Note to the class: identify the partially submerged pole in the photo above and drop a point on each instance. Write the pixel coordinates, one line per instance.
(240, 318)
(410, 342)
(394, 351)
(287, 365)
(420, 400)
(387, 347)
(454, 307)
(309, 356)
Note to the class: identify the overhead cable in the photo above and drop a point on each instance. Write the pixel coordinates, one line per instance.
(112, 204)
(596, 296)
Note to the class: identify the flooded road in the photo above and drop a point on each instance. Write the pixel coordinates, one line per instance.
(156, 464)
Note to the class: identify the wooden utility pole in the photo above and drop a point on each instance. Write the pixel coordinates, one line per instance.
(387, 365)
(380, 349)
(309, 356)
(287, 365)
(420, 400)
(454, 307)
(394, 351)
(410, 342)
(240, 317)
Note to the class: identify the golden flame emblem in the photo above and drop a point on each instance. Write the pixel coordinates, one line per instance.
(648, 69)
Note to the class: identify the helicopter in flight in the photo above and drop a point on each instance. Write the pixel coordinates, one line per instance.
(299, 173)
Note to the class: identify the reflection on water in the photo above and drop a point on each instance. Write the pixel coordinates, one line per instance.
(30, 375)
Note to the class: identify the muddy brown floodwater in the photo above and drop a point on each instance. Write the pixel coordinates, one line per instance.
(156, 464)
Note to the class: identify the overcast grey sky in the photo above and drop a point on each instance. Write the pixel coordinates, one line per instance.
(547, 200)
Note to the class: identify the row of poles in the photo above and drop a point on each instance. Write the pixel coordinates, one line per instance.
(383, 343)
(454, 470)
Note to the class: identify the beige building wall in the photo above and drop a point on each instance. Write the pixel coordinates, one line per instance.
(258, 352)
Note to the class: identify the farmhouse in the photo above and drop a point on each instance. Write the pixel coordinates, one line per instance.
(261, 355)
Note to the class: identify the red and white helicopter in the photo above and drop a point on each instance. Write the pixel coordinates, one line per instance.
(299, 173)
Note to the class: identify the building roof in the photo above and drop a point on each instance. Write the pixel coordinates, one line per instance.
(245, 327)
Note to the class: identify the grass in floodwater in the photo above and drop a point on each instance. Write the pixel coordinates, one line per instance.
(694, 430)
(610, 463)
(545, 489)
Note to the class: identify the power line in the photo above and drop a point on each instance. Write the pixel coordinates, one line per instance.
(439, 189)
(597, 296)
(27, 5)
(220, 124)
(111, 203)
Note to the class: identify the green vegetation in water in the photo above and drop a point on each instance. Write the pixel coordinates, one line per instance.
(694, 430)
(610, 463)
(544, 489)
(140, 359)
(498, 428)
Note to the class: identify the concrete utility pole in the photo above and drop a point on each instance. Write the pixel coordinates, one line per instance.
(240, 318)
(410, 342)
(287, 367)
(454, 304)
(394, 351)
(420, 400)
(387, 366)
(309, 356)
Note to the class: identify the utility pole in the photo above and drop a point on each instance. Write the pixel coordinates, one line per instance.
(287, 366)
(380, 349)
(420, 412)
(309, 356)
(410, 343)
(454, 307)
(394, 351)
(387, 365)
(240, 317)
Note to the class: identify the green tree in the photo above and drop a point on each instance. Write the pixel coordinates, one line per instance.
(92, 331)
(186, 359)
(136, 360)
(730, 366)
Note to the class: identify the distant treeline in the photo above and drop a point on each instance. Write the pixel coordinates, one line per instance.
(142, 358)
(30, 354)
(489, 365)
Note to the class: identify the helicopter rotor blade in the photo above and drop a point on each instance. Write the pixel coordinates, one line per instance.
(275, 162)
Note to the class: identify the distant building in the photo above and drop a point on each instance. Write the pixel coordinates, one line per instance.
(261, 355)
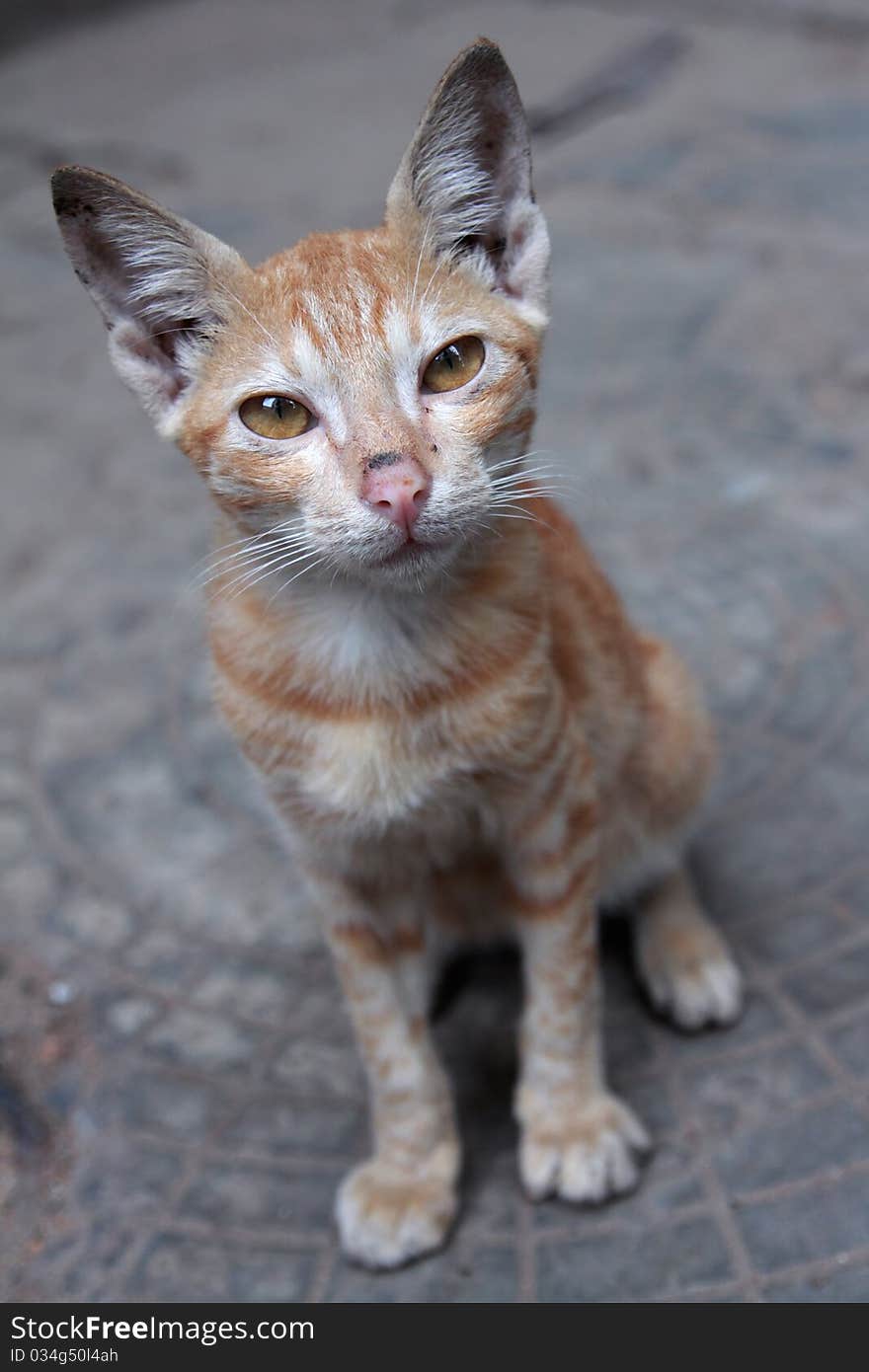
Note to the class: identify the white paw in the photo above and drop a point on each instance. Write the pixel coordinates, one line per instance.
(387, 1216)
(587, 1157)
(709, 994)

WHAT THE TASK ASKS:
The entries are to be written out again exactly, though without any images.

RESPONSE:
Note to the class: identify the partially submerged pole in the photo above and drop a point on each instance. Write the pixel coordinates, one line per instance.
(240, 318)
(410, 342)
(394, 351)
(287, 365)
(420, 400)
(387, 347)
(454, 307)
(309, 356)
Note to the class: identify the overhead cable in the photo above and drop a point on each instance. Write the pixel coordinates, one line per instance.
(112, 204)
(596, 296)
Note to the class: identify the flooded road in the photo above and drop a point on each instance. Write the pixel coordinates, one line per instance.
(156, 464)
Note to the class: identify the wooden utility pole in the photo above and drop a point on each instance. Write the pixel coordinates, one line per instance.
(387, 365)
(380, 349)
(309, 356)
(287, 365)
(420, 400)
(454, 307)
(394, 351)
(410, 342)
(240, 317)
Note to the class: identify the golden flame emblem in the photo above and drop a point on each instance. Write the pixel coordinates, one line per instance.
(648, 69)
Note to the class: identify the helicopter in flight in the photo above and drop a point on each instance. Write the pixel coordinates, one line per instance.
(299, 173)
Note to the class: identify the reflection on water in the photo above and drop a point on each instance. Write the pixel coordinates, one line per instance.
(30, 375)
Note to the class: identify the muddy brown floodwater in the photo above and drop a point on each instance. Write the pixel coordinates, one line per instance.
(156, 464)
Note to the class: identify the overcast grey sky in the photo above and drop a point on each instance. Write the pixel coordinates, one line per instance.
(547, 200)
Note to the class: identify the row of poles in the photo above and drop a point on each instance. Write the pixel coordinates, one line per instance.
(383, 343)
(454, 470)
Note to the class: identify the beige building wall in the photo above and drop a point on each instance. Write the pixel coordinates, one line per instance.
(258, 352)
Note to the class: identify the farmhouse in the photo above and drop a point on each instance. Write the pixel coordinates, one line per instance.
(261, 355)
Note to the class: identify the red and white helicopter in the photo above and drop a point on each instance. Write the pixel coordinates, one line per instance.
(299, 173)
Note to the class: identify the building roof in the photo above and drop a point on each instance. Write the pixel coordinates, one line per instance.
(245, 327)
Note to the class: identify the grass in floodwater in the photo above and drop a point on each instance. Write the pixel coordinates, one line per instance.
(694, 430)
(610, 463)
(545, 489)
Note to the class: identify the power line in the photo above and drop a point on each instance. Write the pixel coordinates, one line per instance.
(439, 189)
(597, 296)
(27, 5)
(220, 124)
(111, 203)
Note to the class: identify the green vegetation in water in the photo above and drop a point on each instance. Write the pixel coordinates, one line per instance.
(694, 430)
(610, 463)
(544, 489)
(140, 359)
(498, 428)
Note to the class: identify the concrete utility pole in the photo above and drop a point on each instance. Write the pixel coordinates, one line per instance.
(240, 318)
(410, 342)
(287, 367)
(454, 304)
(394, 351)
(420, 400)
(387, 366)
(309, 356)
Note to the class: identify the utility pole in the photo above and drop a point on each instance. Write the pixel coordinates, one line per instance.
(287, 366)
(380, 349)
(420, 412)
(309, 356)
(410, 343)
(454, 307)
(394, 351)
(387, 365)
(240, 317)
Note to the class: identify the green tree in the photo above and drop a point on each instance. Write the pixel coordinates, one line per instance.
(92, 331)
(186, 359)
(136, 360)
(730, 366)
Note to the class: identify the distant treeline in the photo above and drop a point on each instance. Write the pixel coordinates, one line per instance.
(142, 358)
(30, 354)
(489, 365)
Note to the class: identify the helicopter rotor blade in the photo above and drop a point on each instance. Write the pixel coordinates, one line per instance.
(275, 162)
Note to the class: identify the distant building in the photo above and drop a point on each instance. Write the pixel coordinates, one line per instance.
(261, 355)
Note to the class: identify the white paw in the photo above and drop a point on each instance. Write the pixel coordinates, one line per instance.
(387, 1216)
(587, 1157)
(709, 994)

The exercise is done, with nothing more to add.